:: Provided data

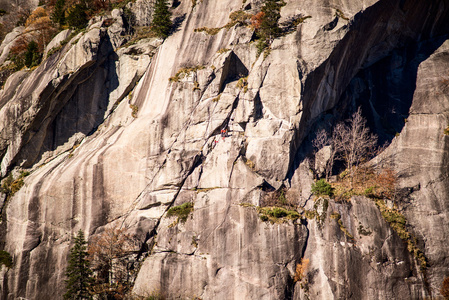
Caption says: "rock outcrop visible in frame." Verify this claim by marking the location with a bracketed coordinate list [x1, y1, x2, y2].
[0, 0, 449, 299]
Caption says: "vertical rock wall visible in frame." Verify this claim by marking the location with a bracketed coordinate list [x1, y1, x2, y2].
[0, 0, 449, 299]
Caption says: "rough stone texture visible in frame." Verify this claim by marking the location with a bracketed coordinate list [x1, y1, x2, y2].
[0, 0, 449, 299]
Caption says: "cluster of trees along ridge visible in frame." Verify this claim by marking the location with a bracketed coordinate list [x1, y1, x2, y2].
[0, 0, 172, 74]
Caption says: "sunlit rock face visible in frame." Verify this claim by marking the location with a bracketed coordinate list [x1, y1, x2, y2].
[0, 0, 449, 299]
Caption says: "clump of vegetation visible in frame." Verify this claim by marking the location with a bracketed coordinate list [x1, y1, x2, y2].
[0, 250, 13, 269]
[335, 8, 349, 21]
[167, 202, 193, 223]
[192, 80, 200, 91]
[312, 179, 334, 197]
[332, 167, 397, 201]
[25, 41, 42, 68]
[193, 27, 223, 35]
[212, 94, 221, 102]
[444, 125, 449, 135]
[257, 207, 301, 223]
[251, 0, 285, 55]
[65, 1, 89, 29]
[194, 10, 251, 35]
[151, 0, 173, 39]
[64, 229, 93, 299]
[236, 76, 248, 93]
[168, 66, 204, 82]
[217, 48, 231, 54]
[129, 104, 139, 119]
[440, 277, 449, 300]
[293, 257, 310, 289]
[88, 227, 136, 299]
[1, 171, 30, 198]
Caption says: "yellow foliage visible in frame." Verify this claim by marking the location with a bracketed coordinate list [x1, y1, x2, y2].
[25, 6, 50, 27]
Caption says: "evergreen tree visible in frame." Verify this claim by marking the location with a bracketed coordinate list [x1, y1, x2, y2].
[51, 0, 65, 25]
[66, 1, 88, 29]
[259, 0, 285, 44]
[64, 229, 93, 300]
[151, 0, 172, 39]
[25, 41, 41, 68]
[0, 250, 12, 269]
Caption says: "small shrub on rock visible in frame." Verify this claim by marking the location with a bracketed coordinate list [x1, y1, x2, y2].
[0, 250, 12, 269]
[167, 202, 193, 223]
[312, 179, 334, 197]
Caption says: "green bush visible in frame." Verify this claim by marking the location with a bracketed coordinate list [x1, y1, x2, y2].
[151, 0, 173, 39]
[0, 250, 12, 269]
[167, 202, 193, 223]
[66, 2, 88, 29]
[258, 207, 300, 223]
[25, 41, 42, 68]
[312, 179, 334, 197]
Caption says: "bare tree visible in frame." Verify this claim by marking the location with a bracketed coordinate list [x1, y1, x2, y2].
[312, 108, 377, 182]
[333, 107, 377, 181]
[312, 123, 343, 180]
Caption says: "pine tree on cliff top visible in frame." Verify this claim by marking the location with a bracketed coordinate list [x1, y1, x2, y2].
[259, 0, 285, 43]
[64, 230, 93, 300]
[151, 0, 172, 39]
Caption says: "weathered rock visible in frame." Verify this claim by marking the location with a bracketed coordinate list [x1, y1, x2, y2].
[0, 0, 449, 299]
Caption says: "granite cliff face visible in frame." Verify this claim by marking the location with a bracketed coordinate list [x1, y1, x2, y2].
[0, 0, 449, 299]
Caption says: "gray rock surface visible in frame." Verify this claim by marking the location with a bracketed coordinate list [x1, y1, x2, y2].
[0, 0, 449, 299]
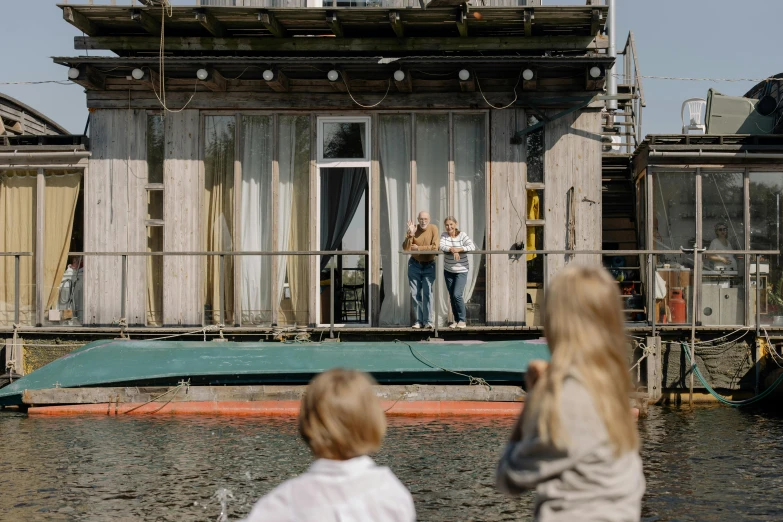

::::

What you have to do -> Give all the entries above again with "Caption says" swapped for "Label reads" and nothing else changed. Leave the pictures out.

Written response ->
Label reads: "rock outcrop visible in frame." Verify this claim by marking the location with a bracketed coordinate list [x1, y1, x2, y2].
[0, 0, 449, 299]
Label reads: "vertical rock wall visible in frame." Verify this claim by marking the location with a bracketed coordinate list [x1, y1, x2, y2].
[0, 0, 449, 299]
Label reads: "rough stone texture visible in frame." Verify this claim by marking the location with a bracketed coordinate list [x1, y1, x2, y2].
[0, 0, 449, 299]
Label reads: "cluster of trees along ridge visible in frame." Verify this claim by marking the location with a bracketed coordinate list [x1, y1, x2, y2].
[0, 0, 172, 74]
Label reads: "sunlit rock face visible in frame." Verify this claim by marking the location with a bracketed coordinate list [x1, y1, x2, y2].
[0, 0, 449, 299]
Label reads: "clump of vegetation visible in frame." Verify this claim by marking the location with a bracketed coordinate list [x1, y1, x2, y2].
[0, 250, 13, 269]
[335, 8, 349, 21]
[167, 202, 193, 223]
[192, 80, 200, 91]
[312, 179, 334, 197]
[332, 167, 397, 201]
[25, 41, 42, 68]
[193, 27, 223, 35]
[212, 94, 221, 102]
[444, 125, 449, 135]
[257, 207, 301, 223]
[251, 0, 285, 55]
[65, 1, 89, 29]
[194, 10, 251, 35]
[151, 0, 173, 39]
[64, 229, 93, 299]
[236, 76, 248, 93]
[168, 66, 204, 82]
[217, 48, 231, 54]
[129, 104, 139, 119]
[440, 277, 449, 300]
[293, 257, 310, 289]
[88, 227, 136, 299]
[1, 171, 30, 198]
Label reads: "yellow foliage visible in frame." Verify this claim by marking the location with a bracketed coordinate list [x1, y1, x2, y2].
[25, 6, 50, 27]
Label reads: "evergreen tree visible in frame." Verify this claim by marking the location with a bracketed coordinate list [x1, y1, x2, y2].
[51, 0, 65, 25]
[66, 1, 88, 29]
[259, 0, 285, 44]
[64, 229, 93, 300]
[151, 0, 172, 39]
[25, 41, 41, 68]
[0, 250, 12, 269]
Label reads: "small shrub on rock visible in frame." Verify this claim by marking the location with a bracketed coordinate list [x1, y1, x2, y2].
[0, 250, 12, 269]
[167, 202, 193, 223]
[312, 179, 334, 197]
Label reads: "green bush visible in frame." Verify this claim by marking the location with a bracketed coordinate list [x1, y1, x2, y2].
[151, 0, 173, 39]
[0, 250, 12, 269]
[167, 202, 193, 223]
[66, 2, 88, 29]
[258, 207, 300, 223]
[25, 41, 42, 68]
[312, 179, 334, 197]
Label reads: "bare tree visible in frame." Verify this claim by marking the location with a bracketed coordinate list [x1, y1, x2, y2].
[312, 108, 377, 182]
[333, 107, 377, 181]
[312, 123, 343, 180]
Label reads: "pine tree on cliff top visible in frame." Verify this claim by marking the location with a bracketed coordinate list [x1, y1, x2, y2].
[259, 0, 285, 43]
[64, 230, 93, 300]
[151, 0, 172, 39]
Label reads: "weathered rock visible in frame." Verify this claim by marking the location with a bracketed coordinate list [x1, y1, x2, y2].
[0, 0, 449, 299]
Label reads: "granite cliff face visible in frame." Verify this claim by marking the location with a bracketed coordinate list [x1, y1, x2, y2].
[0, 0, 449, 299]
Label reads: "gray rock surface visible in frame." Verify this claim by marking the location with a bracketed coordinate list [x1, y1, x2, y2].
[0, 0, 449, 299]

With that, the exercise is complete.